| REQUIREMENT |
Convert every line of the items below into a JSON array of strings, with one string per line and blank lines omitted.

Point placement records:
-- Start --
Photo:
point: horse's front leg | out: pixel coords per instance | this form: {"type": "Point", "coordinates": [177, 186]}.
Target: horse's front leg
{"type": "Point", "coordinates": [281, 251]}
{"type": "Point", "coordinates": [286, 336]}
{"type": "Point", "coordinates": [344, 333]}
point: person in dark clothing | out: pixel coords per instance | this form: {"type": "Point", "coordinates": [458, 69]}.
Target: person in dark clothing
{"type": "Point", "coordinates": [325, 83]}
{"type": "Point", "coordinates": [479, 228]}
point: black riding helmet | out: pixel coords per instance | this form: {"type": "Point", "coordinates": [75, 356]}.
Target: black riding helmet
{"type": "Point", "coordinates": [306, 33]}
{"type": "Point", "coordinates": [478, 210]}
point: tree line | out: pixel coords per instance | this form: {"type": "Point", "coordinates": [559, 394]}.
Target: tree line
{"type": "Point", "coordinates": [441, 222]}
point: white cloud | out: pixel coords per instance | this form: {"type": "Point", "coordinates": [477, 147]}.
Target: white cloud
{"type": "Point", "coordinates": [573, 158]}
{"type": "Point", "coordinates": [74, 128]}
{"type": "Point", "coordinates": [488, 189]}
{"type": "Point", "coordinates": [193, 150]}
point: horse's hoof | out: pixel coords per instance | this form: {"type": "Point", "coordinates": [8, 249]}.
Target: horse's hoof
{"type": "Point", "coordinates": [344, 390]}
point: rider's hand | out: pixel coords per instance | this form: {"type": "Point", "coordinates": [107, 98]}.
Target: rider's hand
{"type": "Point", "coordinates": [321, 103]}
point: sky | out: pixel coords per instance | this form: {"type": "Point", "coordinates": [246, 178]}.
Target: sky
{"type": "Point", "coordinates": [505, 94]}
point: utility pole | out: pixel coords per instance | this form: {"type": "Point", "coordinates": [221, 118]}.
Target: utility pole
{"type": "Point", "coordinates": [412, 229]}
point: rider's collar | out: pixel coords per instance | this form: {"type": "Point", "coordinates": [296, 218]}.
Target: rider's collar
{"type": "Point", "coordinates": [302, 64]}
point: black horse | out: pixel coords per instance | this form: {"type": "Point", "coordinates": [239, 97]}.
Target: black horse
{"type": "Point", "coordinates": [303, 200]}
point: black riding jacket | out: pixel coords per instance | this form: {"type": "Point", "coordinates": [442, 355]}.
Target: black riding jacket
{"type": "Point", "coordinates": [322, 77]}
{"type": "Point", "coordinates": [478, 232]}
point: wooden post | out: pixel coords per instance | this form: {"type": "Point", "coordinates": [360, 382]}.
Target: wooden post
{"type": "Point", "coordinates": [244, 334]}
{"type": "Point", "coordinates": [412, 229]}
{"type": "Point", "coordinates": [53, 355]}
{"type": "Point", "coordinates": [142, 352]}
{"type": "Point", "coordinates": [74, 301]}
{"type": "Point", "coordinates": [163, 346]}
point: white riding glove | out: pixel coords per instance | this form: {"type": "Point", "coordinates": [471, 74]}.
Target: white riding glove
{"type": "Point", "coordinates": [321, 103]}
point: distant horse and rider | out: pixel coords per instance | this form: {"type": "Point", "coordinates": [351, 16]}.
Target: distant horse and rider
-- End --
| SOLUTION TO THIS EXERCISE |
[
  "Photo:",
  "point: horse's front leg | out: pixel coords per instance | this form: {\"type\": \"Point\", \"coordinates\": [177, 186]}.",
  "Target: horse's front leg",
  "{\"type\": \"Point\", \"coordinates\": [281, 251]}",
  "{\"type\": \"Point\", \"coordinates\": [286, 336]}",
  "{\"type\": \"Point\", \"coordinates\": [344, 333]}",
  "point: person in dark clothing | out: pixel coords per instance | this form: {\"type\": \"Point\", \"coordinates\": [458, 69]}.",
  "Target: person in dark clothing",
  "{\"type\": \"Point\", \"coordinates\": [325, 83]}",
  "{\"type\": \"Point\", \"coordinates\": [479, 228]}",
  "point: black riding helmet | out: pixel coords per instance | this form: {\"type\": \"Point\", \"coordinates\": [75, 356]}.",
  "Target: black riding helmet",
  "{\"type\": \"Point\", \"coordinates\": [306, 33]}",
  "{\"type\": \"Point\", \"coordinates\": [478, 210]}",
  "point: tree line | out: pixel coords per instance | this form: {\"type\": \"Point\", \"coordinates\": [559, 394]}.",
  "Target: tree line",
  "{\"type\": \"Point\", \"coordinates\": [441, 222]}",
  "point: white cloud | out: pixel coords per instance | this form: {\"type\": \"Point\", \"coordinates\": [477, 147]}.",
  "Target: white cloud",
  "{\"type\": \"Point\", \"coordinates\": [573, 158]}",
  "{\"type\": \"Point\", \"coordinates\": [74, 128]}",
  "{\"type\": \"Point\", \"coordinates\": [488, 189]}",
  "{\"type\": \"Point\", \"coordinates\": [193, 150]}",
  "point: horse's hoof | out: pixel coords per instance | this form: {\"type\": \"Point\", \"coordinates\": [8, 249]}.",
  "Target: horse's hoof",
  "{\"type\": \"Point\", \"coordinates\": [344, 390]}",
  "point: rider's hand | out: pixel coords per instance | this form: {\"type\": \"Point\", \"coordinates\": [107, 98]}.",
  "Target: rider's hand",
  "{\"type\": \"Point\", \"coordinates\": [321, 103]}",
  "point: sky | out: pixel coords per instance | this form: {\"type\": \"Point\", \"coordinates\": [246, 178]}.",
  "Target: sky",
  "{\"type\": \"Point\", \"coordinates\": [505, 94]}",
  "point: utility pole | out: pixel coords per instance | this form: {\"type\": \"Point\", \"coordinates\": [221, 118]}.",
  "Target: utility pole",
  "{\"type\": \"Point\", \"coordinates\": [412, 229]}",
  "point: rider's collar | out: pixel coords per instance | this form: {\"type\": \"Point\", \"coordinates\": [296, 218]}.",
  "Target: rider's collar",
  "{\"type\": \"Point\", \"coordinates\": [302, 64]}",
  "point: black horse | out: pixel coords per instance | this form: {\"type\": \"Point\", \"coordinates\": [239, 97]}.",
  "Target: black horse",
  "{\"type\": \"Point\", \"coordinates\": [303, 200]}",
  "point: black riding jacket | out: pixel coords per instance | this form: {\"type\": \"Point\", \"coordinates\": [442, 355]}.",
  "Target: black riding jacket",
  "{\"type\": \"Point\", \"coordinates\": [322, 77]}",
  "{\"type\": \"Point\", \"coordinates\": [478, 232]}",
  "point: wooden post | out: pixel coords per instance | this form: {\"type\": \"Point\", \"coordinates\": [360, 382]}.",
  "Target: wooden post",
  "{\"type\": \"Point\", \"coordinates\": [244, 334]}",
  "{\"type\": \"Point\", \"coordinates\": [412, 229]}",
  "{\"type\": \"Point\", \"coordinates\": [53, 355]}",
  "{\"type\": \"Point\", \"coordinates\": [142, 352]}",
  "{\"type\": \"Point\", \"coordinates\": [74, 301]}",
  "{\"type\": \"Point\", \"coordinates\": [163, 346]}",
  "point: white riding glove | out: pixel coords per instance | this form: {\"type\": \"Point\", \"coordinates\": [471, 74]}.",
  "Target: white riding glove",
  "{\"type\": \"Point\", \"coordinates\": [321, 103]}",
  "point: distant horse and rider | out: pixel coords per instance | this form: {\"type\": \"Point\", \"coordinates\": [351, 16]}.",
  "Target: distant horse and rider"
]